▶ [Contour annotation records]
= = =

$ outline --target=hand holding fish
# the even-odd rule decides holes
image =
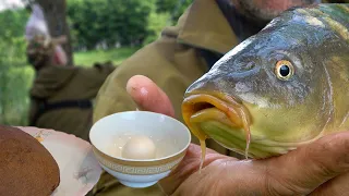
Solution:
[[[173,117],[167,95],[145,76],[128,91],[139,109]],[[238,160],[192,144],[181,164],[159,184],[168,195],[340,195],[349,187],[349,132],[326,135],[286,155]]]

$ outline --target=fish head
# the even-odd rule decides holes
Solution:
[[[249,157],[265,158],[322,135],[333,112],[323,47],[335,45],[302,23],[286,12],[186,89],[182,114],[196,137],[240,154],[251,142]]]

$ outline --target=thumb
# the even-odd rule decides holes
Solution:
[[[349,171],[349,132],[324,136],[285,156],[265,161],[273,189],[310,193]]]
[[[137,105],[137,109],[174,117],[174,110],[168,96],[148,77],[132,76],[127,90]]]

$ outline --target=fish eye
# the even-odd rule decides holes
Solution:
[[[287,81],[291,78],[294,73],[294,68],[291,62],[287,60],[280,60],[275,65],[275,74],[277,78]]]

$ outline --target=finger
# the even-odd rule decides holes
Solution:
[[[349,132],[324,136],[267,163],[273,192],[309,194],[326,181],[349,171]]]
[[[127,90],[140,110],[174,117],[170,99],[152,79],[135,75],[128,81]]]
[[[339,196],[339,195],[348,195],[349,193],[349,186],[348,186],[348,181],[349,181],[349,172],[341,174],[335,179],[329,180],[325,184],[321,185],[317,187],[313,193],[310,195],[316,195],[316,196],[326,196],[326,195],[332,195],[332,196]]]
[[[201,147],[191,144],[180,164],[170,173],[169,176],[159,181],[159,185],[167,195],[171,195],[190,175],[197,172],[201,162]],[[203,168],[218,159],[228,158],[227,156],[217,154],[216,151],[206,148],[206,156]],[[231,158],[229,158],[231,159]]]

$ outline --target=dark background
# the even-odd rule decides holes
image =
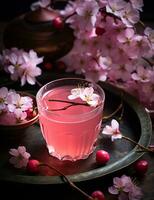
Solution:
[[[29,11],[31,3],[35,1],[37,0],[1,0],[0,20],[9,21],[14,17]],[[143,21],[154,20],[154,3],[152,0],[144,0],[144,8],[143,13],[141,13],[141,19]]]

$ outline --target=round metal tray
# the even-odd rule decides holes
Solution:
[[[100,83],[100,85],[106,93],[104,115],[112,113],[119,106],[121,100],[123,100],[124,113],[120,123],[122,133],[140,144],[148,146],[152,134],[152,125],[150,117],[144,107],[132,96],[122,92],[120,89],[105,83]],[[120,113],[117,113],[114,118],[119,115]],[[103,123],[110,123],[110,120],[104,121]],[[4,181],[28,184],[64,183],[57,173],[45,167],[41,168],[39,175],[30,175],[25,170],[13,168],[8,162],[8,151],[10,148],[17,148],[19,145],[24,145],[32,155],[32,158],[53,165],[65,175],[68,175],[68,178],[73,182],[91,180],[105,176],[106,174],[111,174],[130,165],[143,155],[143,152],[139,153],[136,151],[137,146],[134,146],[126,140],[116,140],[112,143],[110,139],[100,137],[96,151],[98,149],[104,149],[110,153],[111,159],[106,165],[100,166],[96,164],[96,151],[86,160],[80,160],[74,163],[70,161],[59,161],[49,156],[38,123],[17,131],[5,130],[5,132],[0,132],[0,180]]]

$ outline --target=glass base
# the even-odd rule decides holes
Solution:
[[[59,155],[58,153],[55,152],[55,150],[52,146],[47,146],[47,148],[48,148],[48,152],[49,152],[50,156],[56,157],[61,161],[69,160],[69,161],[74,162],[74,161],[77,161],[77,160],[87,159],[90,156],[90,154],[92,154],[94,152],[96,147],[93,147],[92,150],[89,151],[88,154],[82,154],[82,155],[78,155],[78,156],[75,156],[75,157],[72,157],[70,155],[61,156],[61,155]]]

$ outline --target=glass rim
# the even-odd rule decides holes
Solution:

= = =

▶ [REQUIRED WORK]
Rewrite all of the records with every "even-odd rule" changed to "nonzero winding rule" and everything else left unchanged. Leave the pictures out of your output.

▶ [CORRECT RESPONSE]
$ outline --target=hand holding fish
# the nonzero winding rule decides holes
image =
Solution:
[[[173,117],[167,95],[145,76],[128,91],[139,109]],[[238,160],[192,144],[181,164],[159,184],[168,195],[340,195],[349,187],[349,132],[326,135],[286,155]]]

$ outline --target=fish head
# the nonzero winding rule decides holes
Solution:
[[[249,157],[265,158],[322,135],[333,112],[323,47],[335,45],[302,23],[286,12],[186,89],[182,114],[196,137],[240,154],[251,142]]]

$ outline --target=thumb
# the nonzero winding rule decides holes
Solution:
[[[349,171],[349,132],[324,136],[285,156],[265,161],[273,189],[310,193]]]
[[[137,105],[137,109],[174,117],[174,110],[168,96],[148,77],[132,76],[127,90]]]

$ outline --target=fish eye
# the nonzero winding rule decides holes
Solution:
[[[287,81],[291,78],[294,73],[294,68],[291,62],[287,60],[280,60],[275,65],[275,74],[277,78]]]

$ outline --target=finger
# the nonzero winding rule decides holes
Solution:
[[[349,132],[324,136],[267,163],[273,192],[309,194],[326,181],[349,171]]]
[[[127,90],[140,110],[174,117],[170,99],[152,79],[135,75],[128,81]]]
[[[339,196],[339,195],[348,195],[349,193],[349,186],[348,186],[348,181],[349,181],[349,172],[341,174],[335,179],[329,180],[325,184],[321,185],[317,187],[313,193],[310,195],[316,195],[316,196],[326,196],[326,195],[332,195],[332,196]]]
[[[201,147],[191,144],[180,164],[170,173],[169,176],[159,181],[159,185],[167,195],[171,195],[190,175],[197,172],[201,162]],[[203,168],[218,159],[228,158],[227,156],[217,154],[216,151],[206,148],[206,156]],[[231,158],[229,158],[231,159]]]

$ outline --target=dark background
# the nonzero winding rule decides holes
image =
Solution:
[[[29,11],[31,3],[35,1],[37,0],[1,0],[0,20],[9,21],[14,17]],[[143,21],[154,20],[154,3],[152,0],[144,0],[144,8],[143,13],[141,13],[141,19]]]

$ outline --target=round metal tray
# the nonzero winding rule decides holes
Solution:
[[[100,83],[100,85],[106,93],[104,115],[112,113],[119,106],[121,100],[123,100],[124,113],[120,123],[122,133],[140,144],[148,146],[152,134],[152,125],[150,117],[144,107],[132,96],[122,92],[120,89],[105,83]],[[120,113],[117,113],[114,118],[119,115]],[[103,123],[110,123],[110,120],[104,121]],[[4,181],[28,184],[64,183],[57,173],[45,167],[41,168],[39,175],[30,175],[25,170],[13,168],[8,162],[8,151],[10,148],[17,148],[19,145],[24,145],[32,155],[32,158],[53,165],[65,175],[68,175],[68,178],[73,182],[91,180],[105,176],[106,174],[111,174],[130,165],[143,155],[143,152],[139,153],[136,151],[137,146],[134,146],[126,140],[116,140],[112,143],[110,139],[100,137],[96,151],[98,149],[104,149],[110,153],[111,159],[106,165],[100,166],[96,164],[96,151],[86,160],[80,160],[74,163],[70,161],[59,161],[49,156],[38,123],[17,131],[5,130],[5,132],[0,132],[0,180]]]

$ outline --target=glass base
# the nonzero winding rule decides holes
Solution:
[[[59,155],[58,153],[55,152],[55,150],[52,146],[47,146],[47,148],[48,148],[48,152],[49,152],[50,156],[56,157],[61,161],[69,160],[69,161],[74,162],[74,161],[77,161],[77,160],[87,159],[90,156],[90,154],[92,154],[94,152],[96,147],[93,147],[92,150],[89,151],[88,154],[82,154],[82,155],[78,155],[78,156],[75,156],[75,157],[72,157],[70,155],[61,156],[61,155]]]

$ outline --target=glass rim
# the nonzero winding rule decides holes
Solution:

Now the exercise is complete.